■ **EXERCISE DESCRIPTION**: Each line that includes the word "below" should be copied from the records.

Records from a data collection
┌──

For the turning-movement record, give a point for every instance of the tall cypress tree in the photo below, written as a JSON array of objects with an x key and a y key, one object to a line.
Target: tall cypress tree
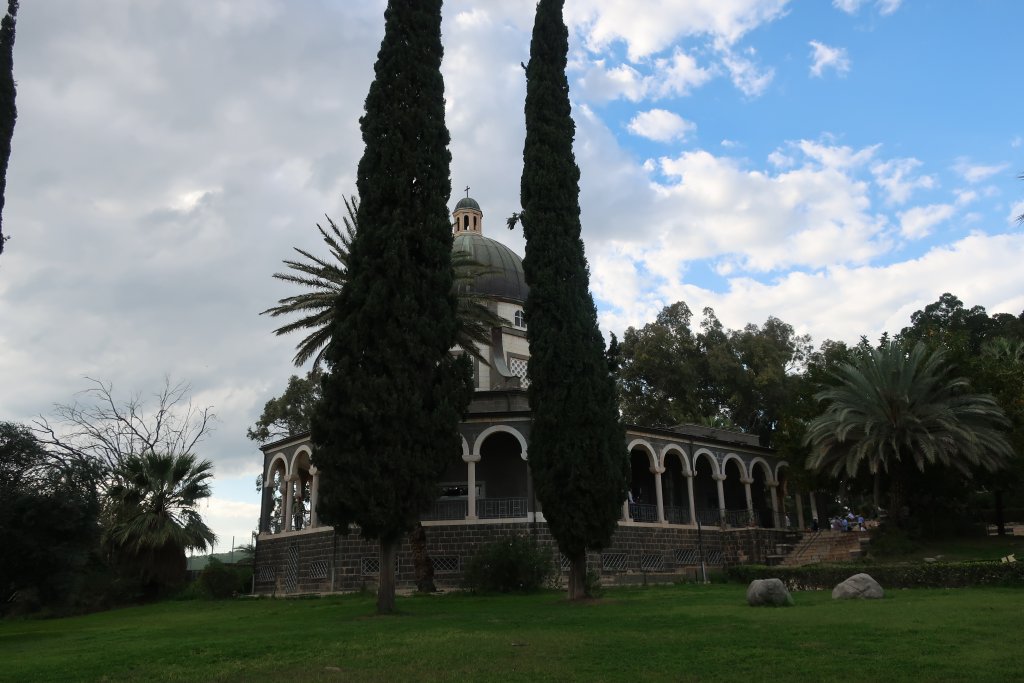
[
  {"x": 577, "y": 451},
  {"x": 8, "y": 112},
  {"x": 387, "y": 424}
]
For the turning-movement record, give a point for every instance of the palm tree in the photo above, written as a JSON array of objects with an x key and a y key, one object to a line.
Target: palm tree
[
  {"x": 325, "y": 278},
  {"x": 152, "y": 514},
  {"x": 891, "y": 409}
]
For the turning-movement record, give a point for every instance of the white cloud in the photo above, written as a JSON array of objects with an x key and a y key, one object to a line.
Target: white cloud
[
  {"x": 648, "y": 30},
  {"x": 837, "y": 157},
  {"x": 851, "y": 6},
  {"x": 677, "y": 76},
  {"x": 603, "y": 84},
  {"x": 977, "y": 172},
  {"x": 895, "y": 176},
  {"x": 750, "y": 78},
  {"x": 1016, "y": 211},
  {"x": 848, "y": 6},
  {"x": 660, "y": 125},
  {"x": 888, "y": 6},
  {"x": 919, "y": 221},
  {"x": 824, "y": 56}
]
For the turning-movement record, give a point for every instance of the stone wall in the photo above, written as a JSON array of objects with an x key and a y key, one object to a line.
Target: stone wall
[{"x": 320, "y": 561}]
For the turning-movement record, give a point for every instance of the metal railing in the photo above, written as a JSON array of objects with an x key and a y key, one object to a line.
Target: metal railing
[
  {"x": 445, "y": 510},
  {"x": 739, "y": 518},
  {"x": 709, "y": 517},
  {"x": 677, "y": 515},
  {"x": 501, "y": 508}
]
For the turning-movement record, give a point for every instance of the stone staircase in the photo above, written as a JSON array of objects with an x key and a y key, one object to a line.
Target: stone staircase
[
  {"x": 782, "y": 548},
  {"x": 826, "y": 546}
]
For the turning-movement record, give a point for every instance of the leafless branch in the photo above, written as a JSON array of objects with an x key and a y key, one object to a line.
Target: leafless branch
[{"x": 99, "y": 428}]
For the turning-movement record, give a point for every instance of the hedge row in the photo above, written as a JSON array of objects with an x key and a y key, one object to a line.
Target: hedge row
[{"x": 937, "y": 574}]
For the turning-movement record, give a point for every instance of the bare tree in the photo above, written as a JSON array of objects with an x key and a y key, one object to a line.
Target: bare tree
[{"x": 100, "y": 429}]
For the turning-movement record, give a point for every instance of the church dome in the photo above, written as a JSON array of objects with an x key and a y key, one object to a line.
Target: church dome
[
  {"x": 467, "y": 203},
  {"x": 507, "y": 281}
]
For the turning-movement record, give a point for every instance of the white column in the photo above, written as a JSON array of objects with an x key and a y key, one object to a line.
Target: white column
[
  {"x": 689, "y": 497},
  {"x": 656, "y": 471},
  {"x": 772, "y": 485},
  {"x": 313, "y": 497},
  {"x": 299, "y": 492},
  {"x": 286, "y": 504},
  {"x": 471, "y": 462},
  {"x": 719, "y": 478},
  {"x": 750, "y": 499}
]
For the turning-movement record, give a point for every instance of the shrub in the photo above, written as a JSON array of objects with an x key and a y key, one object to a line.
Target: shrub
[
  {"x": 512, "y": 564},
  {"x": 937, "y": 574}
]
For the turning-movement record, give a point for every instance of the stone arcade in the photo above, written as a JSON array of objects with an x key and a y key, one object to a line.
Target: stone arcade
[{"x": 682, "y": 478}]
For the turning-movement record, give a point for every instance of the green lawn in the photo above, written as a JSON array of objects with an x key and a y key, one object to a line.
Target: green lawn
[{"x": 678, "y": 633}]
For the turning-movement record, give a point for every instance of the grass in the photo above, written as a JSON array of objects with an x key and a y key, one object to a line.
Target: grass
[{"x": 677, "y": 633}]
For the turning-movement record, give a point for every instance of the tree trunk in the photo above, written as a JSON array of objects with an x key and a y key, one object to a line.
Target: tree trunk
[
  {"x": 385, "y": 590},
  {"x": 1000, "y": 523},
  {"x": 578, "y": 577},
  {"x": 877, "y": 494},
  {"x": 421, "y": 560},
  {"x": 897, "y": 498}
]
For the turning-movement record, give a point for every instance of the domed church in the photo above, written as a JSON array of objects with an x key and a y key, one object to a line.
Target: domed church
[{"x": 698, "y": 496}]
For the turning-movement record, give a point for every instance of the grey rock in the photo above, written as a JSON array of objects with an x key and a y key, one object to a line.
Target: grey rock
[
  {"x": 768, "y": 592},
  {"x": 858, "y": 586}
]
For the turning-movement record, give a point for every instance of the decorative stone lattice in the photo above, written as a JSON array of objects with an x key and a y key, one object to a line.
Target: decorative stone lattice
[
  {"x": 688, "y": 556},
  {"x": 652, "y": 562},
  {"x": 518, "y": 368},
  {"x": 292, "y": 569},
  {"x": 317, "y": 569},
  {"x": 445, "y": 563},
  {"x": 372, "y": 565},
  {"x": 614, "y": 561}
]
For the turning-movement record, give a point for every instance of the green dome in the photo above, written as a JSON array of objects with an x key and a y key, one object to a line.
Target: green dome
[
  {"x": 467, "y": 203},
  {"x": 507, "y": 282}
]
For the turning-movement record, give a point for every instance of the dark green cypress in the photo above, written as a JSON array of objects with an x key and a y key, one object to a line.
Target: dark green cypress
[
  {"x": 8, "y": 112},
  {"x": 577, "y": 449},
  {"x": 387, "y": 424}
]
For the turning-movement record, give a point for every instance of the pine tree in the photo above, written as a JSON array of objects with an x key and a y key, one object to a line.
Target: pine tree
[
  {"x": 387, "y": 424},
  {"x": 8, "y": 112},
  {"x": 577, "y": 451}
]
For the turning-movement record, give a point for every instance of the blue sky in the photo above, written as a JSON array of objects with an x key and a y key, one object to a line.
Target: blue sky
[{"x": 838, "y": 165}]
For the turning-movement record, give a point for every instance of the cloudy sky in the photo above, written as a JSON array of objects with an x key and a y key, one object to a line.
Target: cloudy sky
[{"x": 839, "y": 165}]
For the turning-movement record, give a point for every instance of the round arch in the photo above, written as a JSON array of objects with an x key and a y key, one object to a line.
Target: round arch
[
  {"x": 716, "y": 470},
  {"x": 644, "y": 444},
  {"x": 478, "y": 441},
  {"x": 302, "y": 456},
  {"x": 769, "y": 475},
  {"x": 739, "y": 463},
  {"x": 683, "y": 458},
  {"x": 278, "y": 458}
]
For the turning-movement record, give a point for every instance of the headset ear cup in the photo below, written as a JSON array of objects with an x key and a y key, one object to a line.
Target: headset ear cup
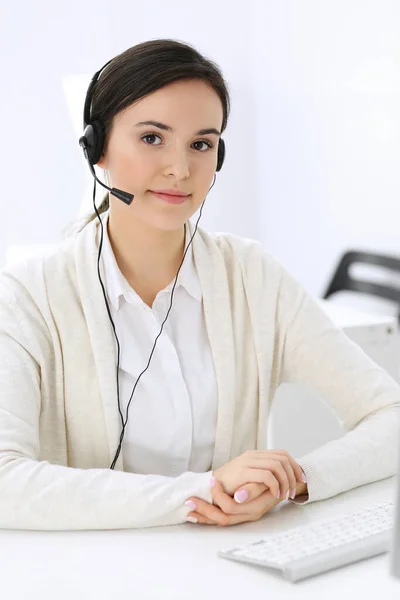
[
  {"x": 221, "y": 154},
  {"x": 94, "y": 141}
]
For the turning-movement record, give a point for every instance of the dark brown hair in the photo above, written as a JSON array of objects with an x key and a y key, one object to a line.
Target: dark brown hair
[{"x": 143, "y": 69}]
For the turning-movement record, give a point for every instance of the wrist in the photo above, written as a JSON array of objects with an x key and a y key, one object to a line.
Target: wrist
[{"x": 301, "y": 488}]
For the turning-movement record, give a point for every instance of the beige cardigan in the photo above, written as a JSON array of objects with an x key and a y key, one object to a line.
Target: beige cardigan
[{"x": 59, "y": 419}]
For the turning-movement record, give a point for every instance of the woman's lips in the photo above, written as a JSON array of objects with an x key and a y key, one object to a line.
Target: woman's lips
[{"x": 171, "y": 199}]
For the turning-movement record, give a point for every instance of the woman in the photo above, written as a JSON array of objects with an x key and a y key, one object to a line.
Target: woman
[{"x": 208, "y": 325}]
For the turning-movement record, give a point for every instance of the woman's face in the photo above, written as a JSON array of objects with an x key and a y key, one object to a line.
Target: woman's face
[{"x": 141, "y": 158}]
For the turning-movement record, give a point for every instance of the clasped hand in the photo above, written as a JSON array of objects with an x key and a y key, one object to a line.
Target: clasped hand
[{"x": 249, "y": 486}]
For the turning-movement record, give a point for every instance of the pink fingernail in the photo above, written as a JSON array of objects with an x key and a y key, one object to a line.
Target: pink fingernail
[
  {"x": 241, "y": 496},
  {"x": 192, "y": 519}
]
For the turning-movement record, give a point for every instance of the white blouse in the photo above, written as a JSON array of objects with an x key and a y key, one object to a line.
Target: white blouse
[{"x": 173, "y": 413}]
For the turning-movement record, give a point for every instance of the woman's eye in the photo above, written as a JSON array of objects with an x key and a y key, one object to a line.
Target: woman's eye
[
  {"x": 206, "y": 143},
  {"x": 153, "y": 135}
]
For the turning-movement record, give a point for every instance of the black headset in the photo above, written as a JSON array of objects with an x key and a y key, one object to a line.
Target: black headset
[{"x": 92, "y": 143}]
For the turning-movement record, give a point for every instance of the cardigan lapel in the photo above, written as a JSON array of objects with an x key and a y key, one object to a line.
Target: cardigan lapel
[
  {"x": 211, "y": 270},
  {"x": 100, "y": 333}
]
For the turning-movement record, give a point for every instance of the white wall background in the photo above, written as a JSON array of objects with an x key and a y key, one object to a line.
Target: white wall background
[{"x": 313, "y": 141}]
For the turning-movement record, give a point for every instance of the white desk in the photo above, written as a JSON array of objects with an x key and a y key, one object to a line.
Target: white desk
[{"x": 181, "y": 562}]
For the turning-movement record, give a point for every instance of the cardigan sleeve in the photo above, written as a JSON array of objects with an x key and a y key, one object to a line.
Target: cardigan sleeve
[
  {"x": 37, "y": 495},
  {"x": 362, "y": 395}
]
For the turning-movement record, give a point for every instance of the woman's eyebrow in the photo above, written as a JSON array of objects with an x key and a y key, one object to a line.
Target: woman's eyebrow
[{"x": 168, "y": 128}]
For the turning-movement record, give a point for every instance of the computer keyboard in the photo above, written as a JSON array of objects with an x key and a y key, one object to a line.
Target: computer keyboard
[{"x": 307, "y": 550}]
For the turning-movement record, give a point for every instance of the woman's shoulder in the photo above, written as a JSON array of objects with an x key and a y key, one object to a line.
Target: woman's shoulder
[
  {"x": 248, "y": 251},
  {"x": 29, "y": 272}
]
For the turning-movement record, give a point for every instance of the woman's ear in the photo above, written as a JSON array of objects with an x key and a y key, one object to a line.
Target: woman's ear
[{"x": 101, "y": 162}]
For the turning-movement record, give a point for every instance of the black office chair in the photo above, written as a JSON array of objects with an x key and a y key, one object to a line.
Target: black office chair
[{"x": 342, "y": 280}]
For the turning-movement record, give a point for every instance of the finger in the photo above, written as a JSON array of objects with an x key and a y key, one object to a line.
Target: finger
[
  {"x": 201, "y": 519},
  {"x": 287, "y": 462},
  {"x": 249, "y": 492},
  {"x": 253, "y": 475},
  {"x": 276, "y": 469},
  {"x": 215, "y": 514},
  {"x": 225, "y": 501},
  {"x": 265, "y": 454}
]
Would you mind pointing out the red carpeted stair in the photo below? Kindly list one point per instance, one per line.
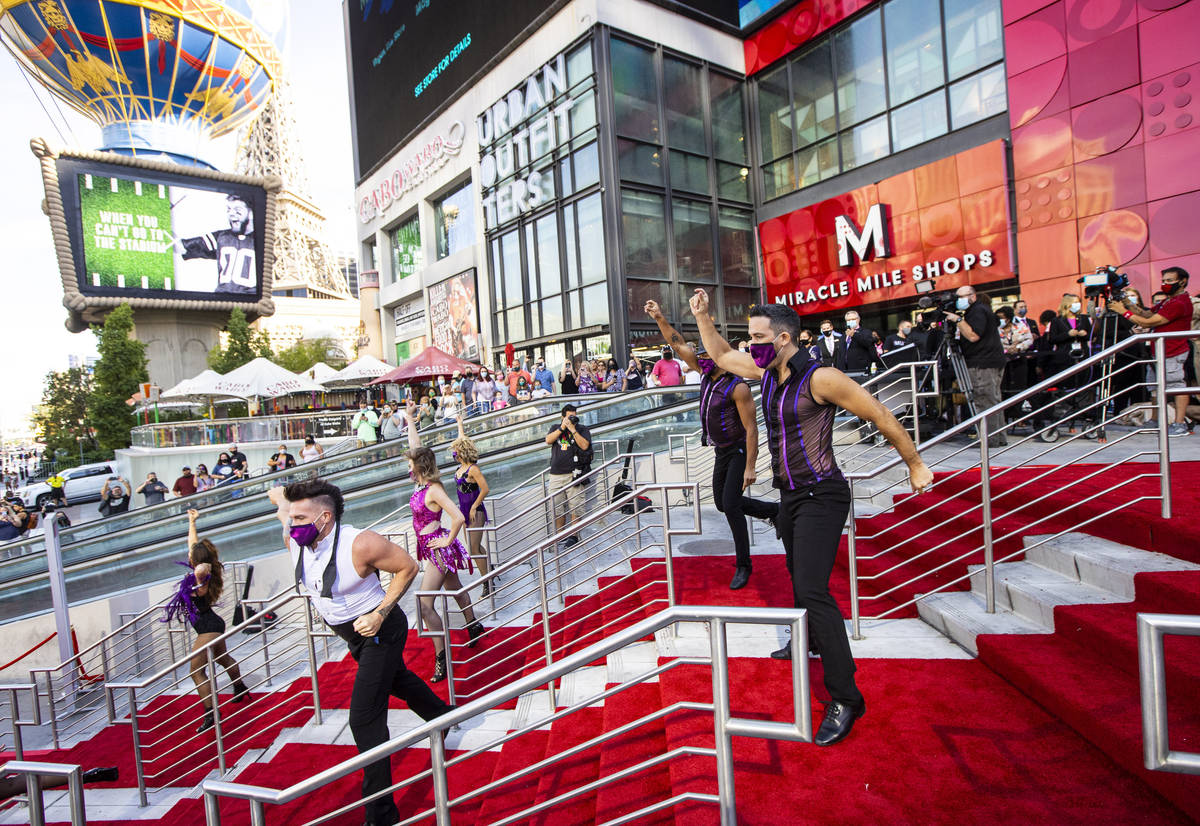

└──

■ **ANSWER FOR THIS EXERCISE**:
For the turning-movement record, give a point for every instance of the tall cypress tree in the photo below, written as a JSON array of objects with an x key and a y key, one object to a line.
For the turning-movement record, give a point for every instance of the headset ear cup in the photo below, written as a JSON array of objects with an x key and a y key, one object to a line.
Would you mind pointing out the red carpeted stair in the photo below? Kindly list one point per instance, one per line.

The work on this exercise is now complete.